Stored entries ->
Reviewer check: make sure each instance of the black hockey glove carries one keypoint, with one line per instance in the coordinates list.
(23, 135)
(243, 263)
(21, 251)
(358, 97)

WHAT YOU WILL DO -> Without altering a single word, transcribe the entries above.

OUTPUT BELOW ->
Reviewer check: make sure each instance of the black hockey glove carries one keypoint, with one line per instance in the coordinates list.
(23, 135)
(243, 263)
(21, 251)
(358, 97)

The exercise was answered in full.